Schulten: Absolutely! I would definitely caution against a rash romanticised notion of a neighbourhood. Creating this kind of ideal neighbourhood – one where dynamic office-based businesses sit alongside owner-run hotels with microliving apartments, attracting young professionals who go for a few drinks at the local bar after work – is a long process requiring constant improvement. The management costs are also high. Without putting too fine a point on it, it's much easier to manage a single-use area. The bottom line is that mixed-use urban neighbourhoods also have to make economic sense – and that's where asset management and property management come in. These services are vital to ensure that any improvements also increase the actual economic value of the neighbourhood. For me, flexible, medium-sized businesses are perfectly placed for this, as it's impossible to plan a complete neighbourhood in advance.
Do you think there are any underestimated asset classes within neighbourhoods?

(Saved entries)
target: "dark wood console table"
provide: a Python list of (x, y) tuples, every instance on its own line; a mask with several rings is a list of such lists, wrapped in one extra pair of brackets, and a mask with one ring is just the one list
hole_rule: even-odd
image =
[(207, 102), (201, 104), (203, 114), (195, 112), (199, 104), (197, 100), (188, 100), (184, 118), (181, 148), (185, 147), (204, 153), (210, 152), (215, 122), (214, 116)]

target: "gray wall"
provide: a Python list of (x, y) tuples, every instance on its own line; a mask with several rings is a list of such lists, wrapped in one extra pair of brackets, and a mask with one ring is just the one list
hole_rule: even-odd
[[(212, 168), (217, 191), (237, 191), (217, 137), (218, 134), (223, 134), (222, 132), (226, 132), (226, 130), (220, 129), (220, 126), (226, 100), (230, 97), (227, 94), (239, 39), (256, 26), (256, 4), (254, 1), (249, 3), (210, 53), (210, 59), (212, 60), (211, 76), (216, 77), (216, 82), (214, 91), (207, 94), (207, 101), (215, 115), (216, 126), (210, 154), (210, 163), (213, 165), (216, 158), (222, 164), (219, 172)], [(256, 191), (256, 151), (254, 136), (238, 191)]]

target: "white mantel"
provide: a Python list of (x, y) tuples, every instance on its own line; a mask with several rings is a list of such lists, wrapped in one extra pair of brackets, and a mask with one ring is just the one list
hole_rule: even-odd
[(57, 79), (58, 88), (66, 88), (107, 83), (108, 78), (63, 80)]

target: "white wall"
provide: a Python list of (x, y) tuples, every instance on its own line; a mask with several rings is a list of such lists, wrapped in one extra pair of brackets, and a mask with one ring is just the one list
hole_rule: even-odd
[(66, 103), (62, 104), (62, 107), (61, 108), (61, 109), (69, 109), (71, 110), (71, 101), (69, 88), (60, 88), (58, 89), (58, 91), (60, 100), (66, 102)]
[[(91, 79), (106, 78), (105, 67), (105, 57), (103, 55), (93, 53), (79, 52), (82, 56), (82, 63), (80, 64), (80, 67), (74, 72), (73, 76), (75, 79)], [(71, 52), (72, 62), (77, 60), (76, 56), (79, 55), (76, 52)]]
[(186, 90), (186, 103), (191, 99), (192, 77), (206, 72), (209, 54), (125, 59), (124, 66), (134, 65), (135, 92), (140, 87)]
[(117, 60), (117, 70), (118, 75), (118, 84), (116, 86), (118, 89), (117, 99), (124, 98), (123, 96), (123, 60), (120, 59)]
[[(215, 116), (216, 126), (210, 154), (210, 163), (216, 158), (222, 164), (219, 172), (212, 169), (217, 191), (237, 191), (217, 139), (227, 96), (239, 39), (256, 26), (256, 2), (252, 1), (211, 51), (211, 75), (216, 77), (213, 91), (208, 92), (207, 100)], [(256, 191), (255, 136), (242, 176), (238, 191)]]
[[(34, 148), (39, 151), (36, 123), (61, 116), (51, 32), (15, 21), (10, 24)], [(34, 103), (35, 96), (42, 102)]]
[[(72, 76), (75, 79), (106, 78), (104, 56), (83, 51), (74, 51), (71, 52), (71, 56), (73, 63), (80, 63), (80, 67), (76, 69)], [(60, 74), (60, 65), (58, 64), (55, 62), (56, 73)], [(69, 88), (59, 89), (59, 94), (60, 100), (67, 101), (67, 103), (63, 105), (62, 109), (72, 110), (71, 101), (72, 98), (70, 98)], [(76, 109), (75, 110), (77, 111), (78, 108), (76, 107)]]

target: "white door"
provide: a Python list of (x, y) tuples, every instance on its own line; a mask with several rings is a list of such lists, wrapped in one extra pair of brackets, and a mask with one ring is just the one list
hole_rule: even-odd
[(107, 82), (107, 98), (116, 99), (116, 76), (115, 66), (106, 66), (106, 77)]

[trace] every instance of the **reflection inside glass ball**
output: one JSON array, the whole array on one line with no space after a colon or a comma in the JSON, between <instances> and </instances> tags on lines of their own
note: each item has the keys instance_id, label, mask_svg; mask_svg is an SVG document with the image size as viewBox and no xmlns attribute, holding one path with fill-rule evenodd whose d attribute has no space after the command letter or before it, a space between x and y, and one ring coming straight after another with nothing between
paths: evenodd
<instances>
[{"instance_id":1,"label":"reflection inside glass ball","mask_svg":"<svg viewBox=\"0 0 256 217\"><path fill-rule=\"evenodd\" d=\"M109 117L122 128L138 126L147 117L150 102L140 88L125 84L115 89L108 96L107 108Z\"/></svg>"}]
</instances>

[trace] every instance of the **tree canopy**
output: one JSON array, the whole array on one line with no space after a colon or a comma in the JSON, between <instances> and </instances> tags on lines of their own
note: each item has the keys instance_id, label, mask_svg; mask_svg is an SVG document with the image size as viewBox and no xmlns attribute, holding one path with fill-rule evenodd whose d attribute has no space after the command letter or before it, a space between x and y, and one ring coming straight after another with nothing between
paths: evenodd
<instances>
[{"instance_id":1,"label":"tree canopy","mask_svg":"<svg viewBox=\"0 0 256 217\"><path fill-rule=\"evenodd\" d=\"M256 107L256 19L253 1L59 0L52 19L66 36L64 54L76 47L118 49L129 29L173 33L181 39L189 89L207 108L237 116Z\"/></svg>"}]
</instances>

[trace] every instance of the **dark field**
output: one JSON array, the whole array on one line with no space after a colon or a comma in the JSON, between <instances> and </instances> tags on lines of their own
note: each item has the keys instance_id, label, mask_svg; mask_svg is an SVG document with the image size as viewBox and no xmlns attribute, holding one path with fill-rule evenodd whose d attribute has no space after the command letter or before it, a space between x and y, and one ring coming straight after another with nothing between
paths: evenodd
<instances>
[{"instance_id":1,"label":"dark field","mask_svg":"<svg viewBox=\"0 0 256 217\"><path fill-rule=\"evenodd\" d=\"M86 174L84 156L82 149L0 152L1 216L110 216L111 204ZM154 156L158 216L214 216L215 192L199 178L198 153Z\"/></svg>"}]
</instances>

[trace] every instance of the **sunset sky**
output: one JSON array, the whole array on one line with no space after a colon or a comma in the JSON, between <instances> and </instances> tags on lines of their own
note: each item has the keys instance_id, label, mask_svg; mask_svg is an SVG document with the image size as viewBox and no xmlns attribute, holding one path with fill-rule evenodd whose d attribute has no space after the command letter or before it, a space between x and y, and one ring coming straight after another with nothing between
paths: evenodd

● Actions to take:
(1) Based on the interview on mixed-use neighborhoods, decide whether each statement agrees with it. Answer yes or no, and quote the deciding words.
(a) Schulten considers a single-use area easier to manage.
(b) Schulten believes a complete neighborhood can be planned in advance.
(c) Schulten describes the management costs of such a neighborhood as low.
(2) Write the next part of the interview on mixed-use neighborhoods, following on from its final line.

● Answers provided:
(1)
(a) Yes: "it's much easier to manage a single-use area"
(b) No: "it's impossible to plan a complete neighbourhood in advance"
(c) No: "The management costs are also high."

(2)
Schulten: For me, the most overlooked are modern residential concepts around serviced apartments, particularly for the elderly. And also care facilities. According to bulwiengesa's calculations, Germany alone needs to create 472,000 additional places in new and modernised care homes and 470,000 residential units for assisted living. The market for this potentially amounts to almost 150 billion euros.
In recent times, institutional investors and project developers have increasingly started teaming up on joint ventures. How does this work for each side?
Schulten: For project developers it's all about stability and having the confidence to plan ahead. Time and again, we hear stories from the market of developers having to make sometimes significant recalculations when awarding contracts to their main contractor. The financial situation I eluded to at the start can also prove very challenging. A joint venture partner alleviates this by providing the all-important capital and also – in an ideal case – allowing for more flexibility. For investors, the track record of their potential partners is becoming more important than ever. What they want to know is: Has the developer demonstrated that they really understand the location and asset class? And if the answer is yes, then this lays an important foundation for a win-win outcome for both sides.
Is the situation similar for fund investments or are there other factors to consider?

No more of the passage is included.